» What you need to do: Transcribe the listing verbatim. Do not carry over any pictures.

» Dataset excerpts:
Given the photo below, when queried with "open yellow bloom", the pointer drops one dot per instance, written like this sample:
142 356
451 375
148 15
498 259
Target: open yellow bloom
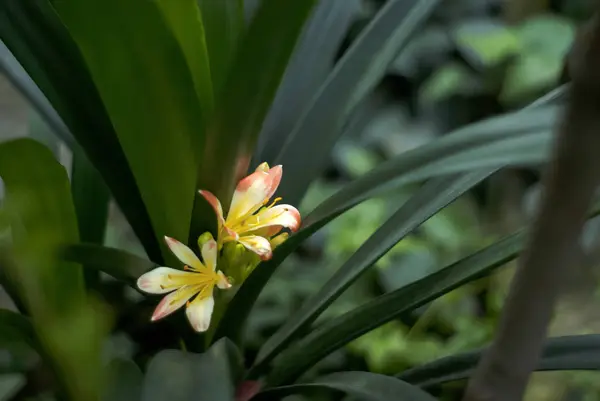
249 220
198 280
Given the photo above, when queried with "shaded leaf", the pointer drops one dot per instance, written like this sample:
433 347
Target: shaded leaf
359 70
362 385
40 42
431 198
124 381
559 353
134 95
179 376
317 47
121 265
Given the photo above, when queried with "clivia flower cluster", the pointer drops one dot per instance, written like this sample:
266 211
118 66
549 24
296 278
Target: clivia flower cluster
253 221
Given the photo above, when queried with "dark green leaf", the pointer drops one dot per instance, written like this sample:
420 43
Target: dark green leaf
180 376
364 386
91 199
560 353
394 171
115 262
11 68
318 47
343 329
359 70
257 68
38 201
124 381
133 80
18 339
183 17
223 27
430 199
40 42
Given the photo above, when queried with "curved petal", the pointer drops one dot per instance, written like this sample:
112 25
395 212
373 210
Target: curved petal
209 254
252 192
183 253
274 218
164 279
223 282
174 301
258 245
199 312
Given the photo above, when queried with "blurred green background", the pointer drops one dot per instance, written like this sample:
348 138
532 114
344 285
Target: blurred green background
474 59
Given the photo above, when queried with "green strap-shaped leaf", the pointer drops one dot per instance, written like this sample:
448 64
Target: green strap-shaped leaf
429 200
180 376
38 202
473 136
91 199
359 70
121 265
183 17
257 68
40 42
144 81
223 27
317 47
559 353
345 328
364 386
339 331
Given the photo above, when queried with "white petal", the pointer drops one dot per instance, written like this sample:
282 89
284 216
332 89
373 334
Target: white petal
199 312
209 254
174 301
223 283
163 279
258 245
183 253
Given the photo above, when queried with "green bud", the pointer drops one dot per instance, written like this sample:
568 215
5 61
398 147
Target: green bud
204 238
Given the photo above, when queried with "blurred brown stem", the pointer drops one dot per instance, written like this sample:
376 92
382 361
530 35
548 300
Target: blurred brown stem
570 182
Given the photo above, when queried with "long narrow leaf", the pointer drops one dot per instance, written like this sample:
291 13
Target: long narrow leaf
40 42
364 386
349 326
134 80
317 47
121 265
559 353
91 199
257 68
343 329
431 198
472 136
11 68
223 28
361 68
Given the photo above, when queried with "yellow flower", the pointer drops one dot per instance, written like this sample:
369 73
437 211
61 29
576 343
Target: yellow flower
250 221
199 280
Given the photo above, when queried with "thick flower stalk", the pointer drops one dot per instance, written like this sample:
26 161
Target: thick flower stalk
251 220
198 280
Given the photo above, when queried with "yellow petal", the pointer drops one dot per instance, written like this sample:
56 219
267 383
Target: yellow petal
209 254
223 283
252 192
275 217
183 253
199 312
174 301
164 279
258 245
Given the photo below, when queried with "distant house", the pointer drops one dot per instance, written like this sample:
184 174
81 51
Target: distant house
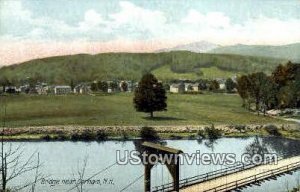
125 86
188 87
222 85
62 90
10 89
196 87
177 88
42 89
82 89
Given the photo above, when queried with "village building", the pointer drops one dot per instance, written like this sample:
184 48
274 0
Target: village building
62 90
82 89
196 87
177 88
188 87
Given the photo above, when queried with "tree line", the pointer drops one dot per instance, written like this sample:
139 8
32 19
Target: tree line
279 90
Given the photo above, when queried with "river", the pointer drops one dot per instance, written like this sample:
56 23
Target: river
62 161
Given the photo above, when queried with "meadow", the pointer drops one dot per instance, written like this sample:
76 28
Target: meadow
117 109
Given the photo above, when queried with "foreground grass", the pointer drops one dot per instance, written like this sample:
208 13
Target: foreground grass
117 110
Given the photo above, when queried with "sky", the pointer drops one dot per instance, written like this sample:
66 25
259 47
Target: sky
32 29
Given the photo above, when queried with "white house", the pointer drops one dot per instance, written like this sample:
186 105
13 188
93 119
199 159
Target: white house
62 90
177 88
82 89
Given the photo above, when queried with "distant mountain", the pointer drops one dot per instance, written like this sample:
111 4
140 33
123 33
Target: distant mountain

» Solution for this task:
Given the photo below, when queried with "open yellow bloom", the pointer drops one dot per instance, written like this sample:
142 356
451 375
148 15
498 259
Target: open yellow bloom
249 220
198 280
Given the photo above, when queried with "shaded leaf", the pointer drops one dot per instance, written like this sample:
433 347
Target: shaded leaf
359 70
362 385
40 42
431 198
124 381
559 353
134 95
179 376
317 47
121 265
Given the photo above, when queried with "clivia flower cluster", the pointer drops one dot per instance, written like this sample:
266 211
118 66
549 24
296 278
Target: clivia flower cluster
253 221
Given the photo above, when queried with "dark green leaf", the pointer drops one dot per instance, written like this sample:
420 43
Target: dark green leaf
180 376
364 386
91 199
560 353
394 171
115 262
11 68
318 47
343 329
359 70
257 68
38 201
124 381
133 80
18 339
183 17
223 27
430 199
40 42
Given the photo above, when queried with "curved petal", the pointer drops one dot per instance, written like this sample:
112 25
395 212
373 210
Target: curved petal
209 254
252 192
183 253
274 218
164 279
223 282
174 301
258 245
199 312
Given the photo above, when queried with "blurred green background", the pointer drops one dot per instance, written like this sample:
348 138
532 114
344 285
Target: blurred green background
474 59
Given the photo above, when queried with "green strap-shaped leaf", the pointer drops one dot per instance, written like this sample:
448 64
Target: green strap-shaped leaf
429 200
180 376
38 202
473 136
91 199
359 70
121 265
183 17
257 68
40 42
144 81
223 27
317 47
559 353
345 328
364 386
339 331
Given the photo above, when queried with "white petal", the pointer drops one dot per instance, written like this sample:
282 89
284 216
332 89
373 334
Target: white petal
199 312
209 254
174 301
223 283
163 279
258 245
183 253
Given the photo above, when queried with "green bud", the pointer drops one dot per instance, written like this sample:
568 215
5 61
398 147
Target: green bud
204 238
Given the photo above, when queried with "blurred brown stem", the pointer drops one dot per instance, written like this sample:
376 92
382 361
530 35
548 300
Target: blurred brown stem
570 182
Given the photo above, when queried with "long narrow leaf", the pointer drops one dot per instance, written like this sample:
291 13
Target: long narrow leaf
40 42
364 386
349 326
134 80
317 47
121 265
559 353
91 199
257 68
343 329
431 198
472 136
11 68
223 28
361 68
Given the photo above, when queried with "yellow flower", the pointer drops one dot per instance, written like this sample:
369 73
437 211
61 29
576 343
Target: yellow flower
250 221
199 280
Given the photo above, when queried with "thick flower stalk", the pointer drops one dot per instance, written like this sample:
26 161
Target: thick flower stalk
251 220
198 280
Given the photo above, when queried with "yellow petal", the pointer drops one dot per instance, written like this sample:
56 219
267 383
Target: yellow petal
209 254
223 283
252 192
275 217
183 253
199 312
174 301
164 279
258 245
Given the photo below, when queried with "distant house", the pointer drops one dot per instance, written like this sample:
184 174
81 51
Target: distant house
125 86
188 87
222 85
62 90
10 89
196 87
177 88
42 89
82 89
Given the photo above, when queried with "village building", the pointer drops one dot per instance, written like this sample:
184 48
274 0
Target: village building
62 90
82 89
196 87
177 88
188 87
Given the photo above, when queried with "tree line", the pointer drops one dot per instance, written like this sample:
139 8
32 19
Target: tree line
279 90
Given the photo above, when queried with "river", the pointer drops one dot per instance, written like this sample:
56 23
Target: river
62 161
Given the photo above, when queried with "meadow", the pointer drops one dot per instance, written like this sample:
76 28
Target: meadow
117 109
Given the photo above, when queried with "foreground grass", the pointer drops one dot per instance, written like this sample:
208 13
Target: foreground grass
117 110
Given the photo above, when queried with "sky", the pointer drops one dot per instance, written like this sample:
66 25
259 47
Target: sky
32 29
Given the photo above, when queried with "white house", the pointer drops one dot per instance, written like this sample:
186 105
13 188
93 119
199 159
Target: white house
62 90
177 88
82 89
Given the photo above, when queried with "distant mountain", the pointer drops one dot per instance, written like this sample:
111 4
140 33
123 33
Target: distant mountain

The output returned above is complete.